*Document section*:

Paul then goes on to say in Ephesians 4:20-24 that a great redemptive historical transition has occurred in Christ. It is nothing less than a shift of two ages. The old man has been decisively put off, having been judged once for all upon the cross of Christ. In its place we have put on "the new man" (Eph. 4:24). Again, this is a corporate term, referring to the life of redeemed humanity under the headship of Jesus Christ, the second Adam. In the new man, that is, in Jesus Christ, we are a new creation. The original image of God in which man was created is being progressively restored in us by means of our union with Jesus Christ.

Beginning in Ephesians 4:25, and continuing to the end of the book, Paul applies this redemptive historical transition from the covenant headship of Adam to the covenant of headship of the second Adam. No aspect of our lives remains untouched in Christ. Everything is different now in Christ. We are the eschatological new creation! The old things have passed away, behold all things have become new! A new day has dawned. How can our lives, our attitudes, our behavior remain the same?

The first area of application is in our corporate life together as the body of Christ. We see this in verses 25 to the end of the chapter, including the first two verses of chapter 5.  We are to lay aside all that would hinder or undermine the unity of the body of Christ. Such things as lying to one another, festering anger, unwholesome words that do not built one another up, words that come from a place of bitterness and anger – all of these things tear down the body.

*Written problem A*: Reproduce, word for word, the stretch of the Ephesians passage above from "Paul then goes" through "with Jesus Christ.".

*Records for the task*:
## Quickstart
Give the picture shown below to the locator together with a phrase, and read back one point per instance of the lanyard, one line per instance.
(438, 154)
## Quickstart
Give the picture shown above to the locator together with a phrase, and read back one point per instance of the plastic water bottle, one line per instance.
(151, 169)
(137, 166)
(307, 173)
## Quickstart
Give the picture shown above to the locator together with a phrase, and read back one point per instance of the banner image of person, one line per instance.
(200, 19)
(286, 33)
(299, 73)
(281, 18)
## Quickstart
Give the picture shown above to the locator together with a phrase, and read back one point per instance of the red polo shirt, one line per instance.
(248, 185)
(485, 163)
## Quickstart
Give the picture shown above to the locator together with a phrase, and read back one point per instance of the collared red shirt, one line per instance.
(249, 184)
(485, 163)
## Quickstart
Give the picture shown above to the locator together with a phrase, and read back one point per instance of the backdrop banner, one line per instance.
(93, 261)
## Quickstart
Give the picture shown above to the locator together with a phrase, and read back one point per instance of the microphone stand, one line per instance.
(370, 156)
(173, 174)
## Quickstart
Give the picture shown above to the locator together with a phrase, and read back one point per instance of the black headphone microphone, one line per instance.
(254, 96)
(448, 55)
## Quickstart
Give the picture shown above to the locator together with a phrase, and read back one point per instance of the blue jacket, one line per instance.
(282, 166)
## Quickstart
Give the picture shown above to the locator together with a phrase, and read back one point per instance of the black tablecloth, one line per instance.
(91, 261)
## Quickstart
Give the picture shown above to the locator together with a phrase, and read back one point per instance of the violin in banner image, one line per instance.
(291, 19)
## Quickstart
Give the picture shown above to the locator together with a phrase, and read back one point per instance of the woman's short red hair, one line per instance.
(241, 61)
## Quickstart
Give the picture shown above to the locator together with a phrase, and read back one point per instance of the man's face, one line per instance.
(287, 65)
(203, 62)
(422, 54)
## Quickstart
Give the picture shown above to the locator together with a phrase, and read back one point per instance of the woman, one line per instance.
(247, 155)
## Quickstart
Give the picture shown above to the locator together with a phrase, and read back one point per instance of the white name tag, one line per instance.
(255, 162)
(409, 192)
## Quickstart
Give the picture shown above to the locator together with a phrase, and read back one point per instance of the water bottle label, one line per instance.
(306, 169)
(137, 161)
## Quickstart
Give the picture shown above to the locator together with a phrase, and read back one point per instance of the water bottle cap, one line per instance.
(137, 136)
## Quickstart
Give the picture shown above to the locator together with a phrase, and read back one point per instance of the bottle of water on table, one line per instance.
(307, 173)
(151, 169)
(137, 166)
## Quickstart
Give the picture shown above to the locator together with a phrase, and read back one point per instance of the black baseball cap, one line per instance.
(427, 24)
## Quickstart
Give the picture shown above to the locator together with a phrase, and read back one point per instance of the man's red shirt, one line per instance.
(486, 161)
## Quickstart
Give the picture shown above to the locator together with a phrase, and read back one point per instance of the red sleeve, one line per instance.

*Written problem B*: List each line of the rows above that contains the string "microphone", treating uppercase and lowercase letters as distinct.

*Right answer A*:
Paul then goes on to say in Ephesians 4:20-24 that a great redemptive historical transition has occurred in Christ. It is nothing less than a shift of two ages. The old man has been decisively put off, having been judged once for all upon the cross of Christ. In its place we have put on "the new man" (Eph. 4:24). Again, this is a corporate term, referring to the life of redeemed humanity under the headship of Jesus Christ, the second Adam. In the new man, that is, in Jesus Christ, we are a new creation. The original image of God in which man was created is being progressively restored in us by means of our union with Jesus Christ.

*Right answer B*:
Give the picture shown above to the locator together with a phrase, and read back one point per instance of the microphone stand, one line per instance.
Give the picture shown above to the locator together with a phrase, and read back one point per instance of the black headphone microphone, one line per instance.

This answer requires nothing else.